(Görev yönergesi)
Aşağıdaki kayıtların satırlarını, boş satırları atlayarak, No ve Satır sütunlarından oluşan bir Markdown tablosu olarak düzenleyin. Tablo tüm kayıtları kapsasın, resimler yanıta alınmasın.

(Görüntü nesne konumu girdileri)
+++

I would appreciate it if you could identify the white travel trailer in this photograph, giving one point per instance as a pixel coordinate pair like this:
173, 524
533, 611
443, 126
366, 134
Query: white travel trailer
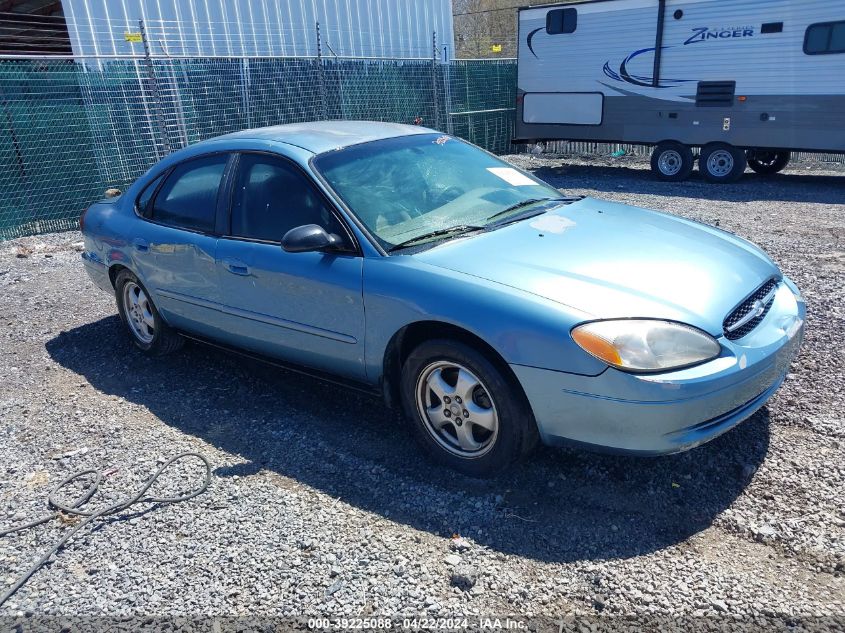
744, 80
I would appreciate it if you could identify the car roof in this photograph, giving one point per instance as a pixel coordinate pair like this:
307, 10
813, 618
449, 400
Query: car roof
323, 136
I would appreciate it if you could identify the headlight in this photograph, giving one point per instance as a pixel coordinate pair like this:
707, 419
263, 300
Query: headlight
645, 345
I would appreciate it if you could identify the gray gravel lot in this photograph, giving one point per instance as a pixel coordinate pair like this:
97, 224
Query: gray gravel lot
320, 505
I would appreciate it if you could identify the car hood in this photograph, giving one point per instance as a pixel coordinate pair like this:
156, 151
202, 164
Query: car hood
613, 260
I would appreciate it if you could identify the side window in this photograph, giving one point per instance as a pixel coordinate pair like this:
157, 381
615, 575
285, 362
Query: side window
188, 198
561, 21
142, 204
271, 197
825, 38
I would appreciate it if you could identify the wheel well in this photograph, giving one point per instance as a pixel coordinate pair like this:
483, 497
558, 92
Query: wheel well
113, 272
406, 339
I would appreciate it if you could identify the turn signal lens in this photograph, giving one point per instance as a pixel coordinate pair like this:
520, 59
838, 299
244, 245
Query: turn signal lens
597, 346
645, 344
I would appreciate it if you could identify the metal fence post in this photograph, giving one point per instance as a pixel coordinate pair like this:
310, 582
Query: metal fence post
434, 92
157, 108
321, 80
245, 81
447, 84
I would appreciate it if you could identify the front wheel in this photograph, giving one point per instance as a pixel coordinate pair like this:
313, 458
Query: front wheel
463, 411
148, 330
766, 162
672, 161
721, 162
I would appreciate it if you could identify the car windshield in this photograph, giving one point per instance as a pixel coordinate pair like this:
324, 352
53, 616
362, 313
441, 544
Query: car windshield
424, 187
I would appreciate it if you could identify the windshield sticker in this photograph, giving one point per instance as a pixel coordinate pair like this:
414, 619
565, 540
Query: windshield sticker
511, 176
552, 224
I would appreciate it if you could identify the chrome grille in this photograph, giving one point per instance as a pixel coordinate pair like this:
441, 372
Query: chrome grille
748, 314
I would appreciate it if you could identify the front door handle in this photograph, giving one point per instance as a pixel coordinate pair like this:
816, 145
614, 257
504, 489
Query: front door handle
236, 267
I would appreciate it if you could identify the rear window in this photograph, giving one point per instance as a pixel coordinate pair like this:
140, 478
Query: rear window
825, 38
188, 198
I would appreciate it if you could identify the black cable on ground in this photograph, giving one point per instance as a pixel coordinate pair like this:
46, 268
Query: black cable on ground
74, 509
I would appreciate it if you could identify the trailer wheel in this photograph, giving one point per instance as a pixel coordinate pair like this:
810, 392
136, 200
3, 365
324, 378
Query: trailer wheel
765, 161
672, 161
721, 162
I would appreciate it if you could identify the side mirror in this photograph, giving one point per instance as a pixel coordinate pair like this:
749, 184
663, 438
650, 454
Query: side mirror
308, 238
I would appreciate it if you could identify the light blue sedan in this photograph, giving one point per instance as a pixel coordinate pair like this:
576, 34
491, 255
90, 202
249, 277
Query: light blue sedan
496, 311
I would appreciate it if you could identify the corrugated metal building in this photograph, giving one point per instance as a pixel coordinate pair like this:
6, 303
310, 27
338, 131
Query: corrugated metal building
259, 28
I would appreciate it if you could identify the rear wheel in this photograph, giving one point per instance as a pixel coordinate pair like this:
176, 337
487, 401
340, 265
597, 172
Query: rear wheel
721, 162
463, 411
764, 161
148, 330
671, 161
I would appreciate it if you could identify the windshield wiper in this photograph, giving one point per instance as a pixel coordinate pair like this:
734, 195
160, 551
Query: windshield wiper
456, 230
528, 203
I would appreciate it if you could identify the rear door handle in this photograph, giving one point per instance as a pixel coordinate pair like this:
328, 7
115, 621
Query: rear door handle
236, 266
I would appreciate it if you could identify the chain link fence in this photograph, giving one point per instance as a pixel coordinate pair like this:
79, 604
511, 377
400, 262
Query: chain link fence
72, 128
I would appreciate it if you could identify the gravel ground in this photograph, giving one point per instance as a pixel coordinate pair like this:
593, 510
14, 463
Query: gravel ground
320, 505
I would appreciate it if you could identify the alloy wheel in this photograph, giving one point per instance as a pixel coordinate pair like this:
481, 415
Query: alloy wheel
457, 409
139, 312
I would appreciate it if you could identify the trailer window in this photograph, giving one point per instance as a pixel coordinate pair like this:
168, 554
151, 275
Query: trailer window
561, 21
825, 38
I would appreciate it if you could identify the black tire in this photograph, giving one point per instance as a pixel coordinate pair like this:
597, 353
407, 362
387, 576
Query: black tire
766, 161
721, 163
516, 432
672, 161
164, 339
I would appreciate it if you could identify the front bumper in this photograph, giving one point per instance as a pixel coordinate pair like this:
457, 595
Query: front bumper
673, 411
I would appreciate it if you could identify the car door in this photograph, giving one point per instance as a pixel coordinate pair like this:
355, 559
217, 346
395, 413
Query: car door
175, 249
306, 308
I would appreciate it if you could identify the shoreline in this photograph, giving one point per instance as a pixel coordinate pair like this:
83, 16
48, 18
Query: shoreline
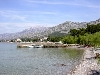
87, 64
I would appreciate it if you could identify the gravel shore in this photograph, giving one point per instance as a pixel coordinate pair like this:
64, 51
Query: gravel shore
88, 65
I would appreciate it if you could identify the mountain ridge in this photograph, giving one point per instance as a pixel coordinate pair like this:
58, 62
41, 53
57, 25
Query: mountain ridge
45, 31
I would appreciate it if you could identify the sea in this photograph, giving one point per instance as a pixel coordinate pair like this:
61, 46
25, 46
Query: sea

+++

(Yazılı çözüm)
| No | Satır |
|---|---|
| 1 | I would appreciate it if you could identify the white travel trailer in this photograph, giving one point per instance as a pixel coordinate pair like this: |
| 2 | 173, 524 |
| 3 | 533, 611 |
| 4 | 443, 126 |
| 5 | 366, 134 |
| 6 | Query: white travel trailer |
| 7 | 744, 80 |
| 8 | I would appreciate it if you could identify the car roof in this photograph, giving one point per instance as a pixel coordinate pair like this: |
| 9 | 307, 10 |
| 10 | 813, 618 |
| 11 | 449, 400 |
| 12 | Query: car roof |
| 13 | 323, 136 |
| 14 | I would appreciate it if you could identify the headlight in this photograph, giving one point per instance as a pixel coordinate pair like this: |
| 15 | 707, 419 |
| 16 | 263, 300 |
| 17 | Query: headlight |
| 18 | 645, 345 |
| 19 | I would appreciate it if you could identify the gray gravel lot in this photograph, giving one point per instance as a pixel coordinate pair like this: |
| 20 | 97, 224 |
| 21 | Query: gray gravel lot |
| 22 | 320, 505 |
| 23 | I would appreciate it if you could identify the car hood in this photograph, giving one point per instance as a pixel coordinate pair like this: |
| 24 | 156, 151 |
| 25 | 202, 164 |
| 26 | Query: car hood |
| 27 | 613, 260 |
| 28 | I would appreciate it if you could identify the side window in this photograph, giving one point per instance as a pixel coordinate pair like this: |
| 29 | 157, 381 |
| 30 | 615, 575 |
| 31 | 285, 362 |
| 32 | Query: side window |
| 33 | 188, 198 |
| 34 | 561, 21 |
| 35 | 142, 204 |
| 36 | 271, 197 |
| 37 | 825, 38 |
| 38 | I would appreciate it if you could identify the wheel well in this photograph, giving one point per instance as a pixel coordinate pair like this: |
| 39 | 483, 497 |
| 40 | 558, 92 |
| 41 | Query: wheel well |
| 42 | 113, 272 |
| 43 | 406, 339 |
| 44 | I would appreciate it if you could identify the turn signal lens in this photograph, giving one point per instance as a pixel coordinate pair like this: |
| 45 | 520, 59 |
| 46 | 838, 299 |
| 47 | 244, 245 |
| 48 | Query: turn signal lens |
| 49 | 597, 346 |
| 50 | 645, 344 |
| 51 | I would appreciate it if you could identify the metal fence post in this photograph, giving one point per instance as a pixel coordinate pair like this: |
| 52 | 310, 582 |
| 53 | Query: metal fence post |
| 54 | 434, 92 |
| 55 | 157, 108 |
| 56 | 321, 80 |
| 57 | 245, 81 |
| 58 | 447, 84 |
| 59 | I would appreciate it if you could identify the front wheel in this photograph, giving one point per instance as a pixel coordinate pair like this: |
| 60 | 313, 458 |
| 61 | Query: front wheel |
| 62 | 463, 411 |
| 63 | 148, 330 |
| 64 | 766, 162 |
| 65 | 672, 161 |
| 66 | 721, 162 |
| 67 | I would appreciate it if you could identify the car windshield in this photograph, giving one point per instance as a pixel coordinate pair like this: |
| 68 | 324, 352 |
| 69 | 53, 616 |
| 70 | 362, 313 |
| 71 | 441, 544 |
| 72 | Query: car windshield |
| 73 | 424, 187 |
| 74 | I would appreciate it if you could identify the windshield sticker in this photograph, giving one point per instance as a pixel coordinate pair like this: |
| 75 | 414, 619 |
| 76 | 565, 540 |
| 77 | Query: windshield sticker |
| 78 | 511, 176 |
| 79 | 552, 224 |
| 80 | I would appreciate it if you could identify the chrome grille in this photograph, giving one point per instance as a pixel coordinate pair like this: |
| 81 | 441, 372 |
| 82 | Query: chrome grille |
| 83 | 748, 314 |
| 84 | I would appreciate it if you could identify the front door handle in this photograph, giving one point per instance as a pixel coordinate pair like this: |
| 85 | 816, 145 |
| 86 | 614, 257 |
| 87 | 504, 489 |
| 88 | Query: front door handle |
| 89 | 236, 267 |
| 90 | I would appreciate it if you could identify the rear window in this photograph, giving one point per instance as a pixel coordinate pair like this: |
| 91 | 140, 478 |
| 92 | Query: rear window |
| 93 | 825, 38 |
| 94 | 188, 198 |
| 95 | I would appreciate it if you could identify the black cable on ground in this photograph, giving one point per instance as a pixel coordinate pair like this: |
| 96 | 46, 268 |
| 97 | Query: black cable on ground |
| 98 | 74, 509 |
| 99 | I would appreciate it if you could identify the trailer wheel in this photograph, giving one point per instance as a pixel coordinate pair like this: |
| 100 | 810, 392 |
| 101 | 136, 200 |
| 102 | 3, 365 |
| 103 | 324, 378 |
| 104 | Query: trailer wheel |
| 105 | 765, 161 |
| 106 | 672, 161 |
| 107 | 721, 162 |
| 108 | I would appreciate it if you could identify the side mirror in this photograph, giving one point per instance as a pixel coordinate pair like this: |
| 109 | 749, 184 |
| 110 | 663, 438 |
| 111 | 650, 454 |
| 112 | Query: side mirror |
| 113 | 308, 238 |
| 114 | I would appreciate it if you could identify the light blue sedan in this photograph, giving one point per instance as a pixel coordinate pair like this: |
| 115 | 576, 34 |
| 116 | 491, 255 |
| 117 | 90, 202 |
| 118 | 249, 277 |
| 119 | Query: light blue sedan |
| 120 | 496, 311 |
| 121 | I would appreciate it if you could identify the corrugated metal building in this photograph, giving one point per instance as a pixel coordinate pair like this: |
| 122 | 6, 303 |
| 123 | 310, 27 |
| 124 | 338, 131 |
| 125 | Query: corrugated metal building |
| 126 | 259, 28 |
| 127 | I would appreciate it if you could identify the rear wheel in this photograph, giving one point per instance as a pixel coordinate pair like this: |
| 128 | 176, 337 |
| 129 | 487, 401 |
| 130 | 340, 265 |
| 131 | 597, 172 |
| 132 | Query: rear wheel |
| 133 | 721, 162 |
| 134 | 463, 411 |
| 135 | 764, 161 |
| 136 | 148, 330 |
| 137 | 671, 161 |
| 138 | I would appreciate it if you could identify the windshield wiper in this photograph, giving one point per instance as a pixel coordinate pair like this: |
| 139 | 734, 195 |
| 140 | 160, 551 |
| 141 | Query: windshield wiper |
| 142 | 456, 230 |
| 143 | 528, 203 |
| 144 | I would appreciate it if you could identify the rear door handle in this photograph, giving one point per instance as a pixel coordinate pair like this: |
| 145 | 328, 7 |
| 146 | 115, 621 |
| 147 | Query: rear door handle |
| 148 | 236, 266 |
| 149 | I would appreciate it if you could identify the chain link fence in this photograph, giving one point per instance as a pixel coordinate pair like this: |
| 150 | 79, 604 |
| 151 | 511, 377 |
| 152 | 400, 262 |
| 153 | Query: chain link fence |
| 154 | 72, 128 |
| 155 | I would appreciate it if you could identify the gravel ground in this photograph, giving one point per instance as a pixel coordinate pair like this: |
| 156 | 593, 510 |
| 157 | 14, 463 |
| 158 | Query: gravel ground |
| 159 | 320, 505 |
| 160 | I would appreciate it if you could identify the alloy wheel in this photograph, giving one point per instance as a pixel coordinate pair like this: |
| 161 | 481, 415 |
| 162 | Query: alloy wheel |
| 163 | 457, 409 |
| 164 | 139, 312 |
| 165 | I would appreciate it if you could identify the trailer window in this photograph, giving one point per instance as a pixel coordinate pair like this: |
| 166 | 168, 554 |
| 167 | 151, 275 |
| 168 | Query: trailer window |
| 169 | 561, 21 |
| 170 | 825, 38 |
| 171 | I would appreciate it if you could identify the black tire in this photograph, giving one point per instance as a pixel coordinate pair like this: |
| 172 | 597, 353 |
| 173 | 407, 362 |
| 174 | 387, 576 |
| 175 | Query: black tire |
| 176 | 766, 161 |
| 177 | 721, 163 |
| 178 | 516, 432 |
| 179 | 672, 161 |
| 180 | 164, 339 |
| 181 | I would appreciate it if you could identify the front bumper in this photograph, giving one point per instance as a pixel coordinate pair like this: |
| 182 | 457, 595 |
| 183 | Query: front bumper |
| 184 | 673, 411 |
| 185 | I would appreciate it if you could identify the car door in this photograph, giving one point per instance as a pixel coordinate pair like this: |
| 186 | 355, 559 |
| 187 | 217, 346 |
| 188 | 395, 413 |
| 189 | Query: car door |
| 190 | 175, 249 |
| 191 | 306, 308 |
| 192 | I would appreciate it if you could identify the shoreline in this photograph, giving one point per instance as a pixel coordinate pair like this: |
| 193 | 83, 16 |
| 194 | 48, 18 |
| 195 | Query: shoreline |
| 196 | 87, 64 |
| 197 | I would appreciate it if you could identify the gravel shore in this photograph, giving one point per instance as a pixel coordinate pair like this: |
| 198 | 64, 51 |
| 199 | Query: gravel shore |
| 200 | 88, 65 |
| 201 | I would appreciate it if you could identify the mountain ridge in this photograph, giving one point per instance as a pixel coordinate pair like this: |
| 202 | 58, 62 |
| 203 | 41, 53 |
| 204 | 57, 25 |
| 205 | Query: mountain ridge |
| 206 | 45, 31 |
| 207 | I would appreciate it if you could identify the sea in this photograph, giving one point per instance as a pixel coordinate pair like this: |
| 208 | 61, 46 |
| 209 | 25, 46 |
| 210 | Query: sea |